-- Activity --
Only lines containing the string "marking" belong in the answer; copy all of them from the entries.

-- The records --
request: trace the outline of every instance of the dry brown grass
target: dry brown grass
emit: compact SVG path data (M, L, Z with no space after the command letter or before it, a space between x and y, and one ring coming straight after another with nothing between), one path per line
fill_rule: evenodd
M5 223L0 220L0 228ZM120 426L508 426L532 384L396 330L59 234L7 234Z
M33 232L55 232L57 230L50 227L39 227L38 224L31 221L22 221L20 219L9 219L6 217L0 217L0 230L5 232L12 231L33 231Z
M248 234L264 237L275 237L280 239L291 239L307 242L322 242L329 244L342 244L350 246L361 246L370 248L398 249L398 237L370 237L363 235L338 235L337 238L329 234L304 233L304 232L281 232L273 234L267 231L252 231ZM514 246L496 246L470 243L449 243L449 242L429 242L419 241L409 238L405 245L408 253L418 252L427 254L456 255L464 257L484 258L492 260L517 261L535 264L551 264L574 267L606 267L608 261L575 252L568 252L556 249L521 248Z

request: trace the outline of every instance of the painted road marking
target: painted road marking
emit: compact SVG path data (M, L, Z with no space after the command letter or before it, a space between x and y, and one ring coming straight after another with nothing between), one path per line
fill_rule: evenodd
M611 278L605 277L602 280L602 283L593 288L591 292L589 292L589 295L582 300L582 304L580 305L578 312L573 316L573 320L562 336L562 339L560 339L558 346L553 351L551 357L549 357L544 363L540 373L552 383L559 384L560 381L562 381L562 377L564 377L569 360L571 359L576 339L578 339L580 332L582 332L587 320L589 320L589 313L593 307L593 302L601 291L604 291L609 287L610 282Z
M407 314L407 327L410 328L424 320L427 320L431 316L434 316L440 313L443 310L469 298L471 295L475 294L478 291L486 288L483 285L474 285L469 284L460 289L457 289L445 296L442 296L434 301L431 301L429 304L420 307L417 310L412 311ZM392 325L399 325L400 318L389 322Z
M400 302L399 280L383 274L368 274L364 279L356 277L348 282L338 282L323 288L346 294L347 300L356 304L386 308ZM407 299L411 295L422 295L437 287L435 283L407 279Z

-- Finished exercise --
request: trace the outline of every instance of the painted road marking
target: painted road marking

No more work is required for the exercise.